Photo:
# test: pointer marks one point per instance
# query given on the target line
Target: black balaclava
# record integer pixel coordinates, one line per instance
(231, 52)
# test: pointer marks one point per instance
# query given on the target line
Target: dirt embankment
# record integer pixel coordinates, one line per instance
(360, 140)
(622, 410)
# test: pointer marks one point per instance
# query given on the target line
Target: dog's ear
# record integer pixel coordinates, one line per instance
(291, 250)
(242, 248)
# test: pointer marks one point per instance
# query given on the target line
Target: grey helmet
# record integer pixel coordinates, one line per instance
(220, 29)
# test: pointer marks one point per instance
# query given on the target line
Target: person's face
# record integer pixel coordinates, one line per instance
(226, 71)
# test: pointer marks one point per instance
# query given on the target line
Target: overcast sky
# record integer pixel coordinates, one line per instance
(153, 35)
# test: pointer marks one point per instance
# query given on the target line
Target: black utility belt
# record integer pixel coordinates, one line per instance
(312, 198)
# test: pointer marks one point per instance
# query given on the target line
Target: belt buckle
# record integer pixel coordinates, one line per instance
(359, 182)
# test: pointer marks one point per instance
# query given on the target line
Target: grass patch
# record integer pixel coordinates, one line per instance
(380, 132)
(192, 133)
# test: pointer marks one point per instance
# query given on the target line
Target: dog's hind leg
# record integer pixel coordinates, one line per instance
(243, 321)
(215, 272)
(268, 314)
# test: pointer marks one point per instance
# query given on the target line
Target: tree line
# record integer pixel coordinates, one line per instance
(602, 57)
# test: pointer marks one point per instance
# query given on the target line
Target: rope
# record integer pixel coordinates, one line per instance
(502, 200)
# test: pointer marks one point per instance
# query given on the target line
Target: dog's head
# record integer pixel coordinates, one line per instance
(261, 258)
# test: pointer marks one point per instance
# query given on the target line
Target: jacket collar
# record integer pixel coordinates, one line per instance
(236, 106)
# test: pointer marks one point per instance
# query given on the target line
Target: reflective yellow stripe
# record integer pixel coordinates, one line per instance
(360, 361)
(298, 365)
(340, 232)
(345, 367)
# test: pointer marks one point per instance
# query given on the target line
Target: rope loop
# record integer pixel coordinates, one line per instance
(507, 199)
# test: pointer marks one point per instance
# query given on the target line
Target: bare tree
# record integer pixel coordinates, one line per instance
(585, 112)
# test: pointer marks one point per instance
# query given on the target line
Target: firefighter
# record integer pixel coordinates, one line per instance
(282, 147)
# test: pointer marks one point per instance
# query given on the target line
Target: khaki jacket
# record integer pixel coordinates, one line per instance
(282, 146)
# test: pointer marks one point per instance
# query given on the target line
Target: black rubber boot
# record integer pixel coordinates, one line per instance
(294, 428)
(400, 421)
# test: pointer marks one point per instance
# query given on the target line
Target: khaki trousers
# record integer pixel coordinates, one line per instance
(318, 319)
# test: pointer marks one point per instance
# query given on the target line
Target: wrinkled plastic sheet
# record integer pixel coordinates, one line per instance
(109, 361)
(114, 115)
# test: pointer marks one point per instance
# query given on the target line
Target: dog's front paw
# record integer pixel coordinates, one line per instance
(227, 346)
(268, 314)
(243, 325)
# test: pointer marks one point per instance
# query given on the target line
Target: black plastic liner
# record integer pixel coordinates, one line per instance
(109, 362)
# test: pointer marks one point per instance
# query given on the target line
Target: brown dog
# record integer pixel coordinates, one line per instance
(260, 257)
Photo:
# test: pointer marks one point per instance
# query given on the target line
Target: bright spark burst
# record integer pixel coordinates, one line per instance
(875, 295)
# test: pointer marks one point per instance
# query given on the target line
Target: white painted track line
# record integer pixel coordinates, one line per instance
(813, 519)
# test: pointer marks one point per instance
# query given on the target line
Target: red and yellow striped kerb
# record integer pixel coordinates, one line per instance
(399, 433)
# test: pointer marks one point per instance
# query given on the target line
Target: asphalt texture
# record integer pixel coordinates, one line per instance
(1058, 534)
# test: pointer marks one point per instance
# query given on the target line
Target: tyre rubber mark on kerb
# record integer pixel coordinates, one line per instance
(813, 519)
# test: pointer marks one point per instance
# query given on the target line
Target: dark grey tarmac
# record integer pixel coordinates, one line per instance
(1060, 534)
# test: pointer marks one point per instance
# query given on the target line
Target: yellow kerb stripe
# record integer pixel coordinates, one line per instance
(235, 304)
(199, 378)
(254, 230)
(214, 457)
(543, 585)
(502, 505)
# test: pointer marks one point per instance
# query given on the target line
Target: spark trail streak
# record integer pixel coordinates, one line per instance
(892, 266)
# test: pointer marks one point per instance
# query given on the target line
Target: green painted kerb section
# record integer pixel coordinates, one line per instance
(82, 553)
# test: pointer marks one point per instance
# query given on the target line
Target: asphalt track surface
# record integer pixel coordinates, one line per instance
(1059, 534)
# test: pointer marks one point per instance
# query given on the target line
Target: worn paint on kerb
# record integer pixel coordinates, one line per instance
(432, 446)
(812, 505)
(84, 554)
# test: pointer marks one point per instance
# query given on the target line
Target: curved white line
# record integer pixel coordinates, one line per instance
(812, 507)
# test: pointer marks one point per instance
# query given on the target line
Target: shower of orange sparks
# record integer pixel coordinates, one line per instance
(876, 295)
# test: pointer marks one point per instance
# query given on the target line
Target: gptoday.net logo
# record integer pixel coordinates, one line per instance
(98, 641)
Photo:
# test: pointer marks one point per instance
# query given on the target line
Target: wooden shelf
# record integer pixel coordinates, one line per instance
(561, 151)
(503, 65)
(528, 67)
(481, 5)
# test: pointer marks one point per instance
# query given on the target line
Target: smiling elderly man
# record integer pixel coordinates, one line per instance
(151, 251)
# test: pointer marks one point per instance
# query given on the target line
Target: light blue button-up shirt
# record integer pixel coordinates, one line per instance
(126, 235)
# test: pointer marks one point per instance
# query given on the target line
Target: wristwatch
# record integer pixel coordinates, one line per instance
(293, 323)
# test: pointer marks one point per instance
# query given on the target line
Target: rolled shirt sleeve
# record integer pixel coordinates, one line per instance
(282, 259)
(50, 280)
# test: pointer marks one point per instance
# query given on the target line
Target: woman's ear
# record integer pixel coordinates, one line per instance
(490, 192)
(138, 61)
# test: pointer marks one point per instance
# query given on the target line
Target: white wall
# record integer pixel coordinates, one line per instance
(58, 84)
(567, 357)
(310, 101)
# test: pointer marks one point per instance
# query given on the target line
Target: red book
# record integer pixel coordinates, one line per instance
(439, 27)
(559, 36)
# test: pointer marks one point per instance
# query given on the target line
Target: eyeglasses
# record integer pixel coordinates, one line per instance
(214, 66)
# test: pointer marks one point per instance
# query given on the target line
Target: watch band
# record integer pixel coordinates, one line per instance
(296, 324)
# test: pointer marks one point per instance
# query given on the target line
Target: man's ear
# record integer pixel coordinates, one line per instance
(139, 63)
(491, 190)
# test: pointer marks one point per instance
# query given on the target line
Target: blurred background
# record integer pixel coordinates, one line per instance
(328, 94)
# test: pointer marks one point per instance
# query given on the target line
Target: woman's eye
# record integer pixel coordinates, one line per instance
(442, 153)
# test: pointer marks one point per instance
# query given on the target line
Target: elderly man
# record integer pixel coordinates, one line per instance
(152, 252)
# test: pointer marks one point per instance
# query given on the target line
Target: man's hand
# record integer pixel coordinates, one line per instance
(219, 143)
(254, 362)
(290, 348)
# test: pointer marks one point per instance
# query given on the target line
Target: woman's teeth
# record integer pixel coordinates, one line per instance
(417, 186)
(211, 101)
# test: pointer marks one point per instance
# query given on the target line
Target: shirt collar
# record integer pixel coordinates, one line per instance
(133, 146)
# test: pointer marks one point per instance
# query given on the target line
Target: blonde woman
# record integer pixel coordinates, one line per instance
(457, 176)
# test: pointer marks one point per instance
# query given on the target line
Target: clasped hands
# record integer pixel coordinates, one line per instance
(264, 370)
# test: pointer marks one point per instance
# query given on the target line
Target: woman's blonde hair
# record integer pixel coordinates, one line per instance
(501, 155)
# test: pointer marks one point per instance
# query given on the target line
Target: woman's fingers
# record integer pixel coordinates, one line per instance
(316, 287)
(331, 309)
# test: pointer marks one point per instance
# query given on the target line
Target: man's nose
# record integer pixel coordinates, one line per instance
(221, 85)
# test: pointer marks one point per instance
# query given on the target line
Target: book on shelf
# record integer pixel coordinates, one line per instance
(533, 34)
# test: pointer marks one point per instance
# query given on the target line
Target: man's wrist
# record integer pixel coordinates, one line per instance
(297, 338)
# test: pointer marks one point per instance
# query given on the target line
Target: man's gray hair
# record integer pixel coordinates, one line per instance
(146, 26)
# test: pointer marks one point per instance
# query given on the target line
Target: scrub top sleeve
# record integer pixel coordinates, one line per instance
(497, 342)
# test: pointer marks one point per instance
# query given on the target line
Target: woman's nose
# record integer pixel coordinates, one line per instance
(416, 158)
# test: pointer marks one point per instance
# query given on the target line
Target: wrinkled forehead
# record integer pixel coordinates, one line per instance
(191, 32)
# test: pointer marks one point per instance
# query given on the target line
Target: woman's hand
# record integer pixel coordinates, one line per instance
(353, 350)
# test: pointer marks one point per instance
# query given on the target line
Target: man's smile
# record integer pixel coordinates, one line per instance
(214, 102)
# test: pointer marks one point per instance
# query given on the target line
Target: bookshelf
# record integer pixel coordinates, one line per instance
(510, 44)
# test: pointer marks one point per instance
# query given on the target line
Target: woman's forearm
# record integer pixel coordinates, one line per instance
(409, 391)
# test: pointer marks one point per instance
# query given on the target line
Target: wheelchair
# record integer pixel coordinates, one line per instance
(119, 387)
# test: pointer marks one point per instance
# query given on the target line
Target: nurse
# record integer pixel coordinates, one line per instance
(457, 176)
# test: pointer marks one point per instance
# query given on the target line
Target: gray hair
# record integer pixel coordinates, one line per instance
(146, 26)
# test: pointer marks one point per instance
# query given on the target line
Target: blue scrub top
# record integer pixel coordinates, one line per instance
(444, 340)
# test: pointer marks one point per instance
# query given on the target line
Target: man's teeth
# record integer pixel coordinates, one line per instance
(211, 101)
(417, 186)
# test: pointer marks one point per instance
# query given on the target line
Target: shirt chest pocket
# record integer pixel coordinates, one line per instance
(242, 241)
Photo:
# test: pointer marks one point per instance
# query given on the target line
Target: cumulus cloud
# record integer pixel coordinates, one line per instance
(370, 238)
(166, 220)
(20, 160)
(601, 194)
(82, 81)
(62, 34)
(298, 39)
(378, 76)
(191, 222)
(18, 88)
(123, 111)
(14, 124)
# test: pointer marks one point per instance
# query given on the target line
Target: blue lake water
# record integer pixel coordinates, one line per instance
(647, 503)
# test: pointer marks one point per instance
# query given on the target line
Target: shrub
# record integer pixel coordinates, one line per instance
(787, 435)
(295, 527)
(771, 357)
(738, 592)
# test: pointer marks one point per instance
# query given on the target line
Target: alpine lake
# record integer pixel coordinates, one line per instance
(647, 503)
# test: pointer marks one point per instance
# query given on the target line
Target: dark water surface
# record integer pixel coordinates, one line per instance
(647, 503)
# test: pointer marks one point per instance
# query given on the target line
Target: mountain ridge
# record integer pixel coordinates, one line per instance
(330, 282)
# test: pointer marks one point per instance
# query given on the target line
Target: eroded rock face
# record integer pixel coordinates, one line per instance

Given instruction —
Report how many lines in the items above contain the word "gray", counting only matches with the same capitalization. Give the number alone.

Result —
2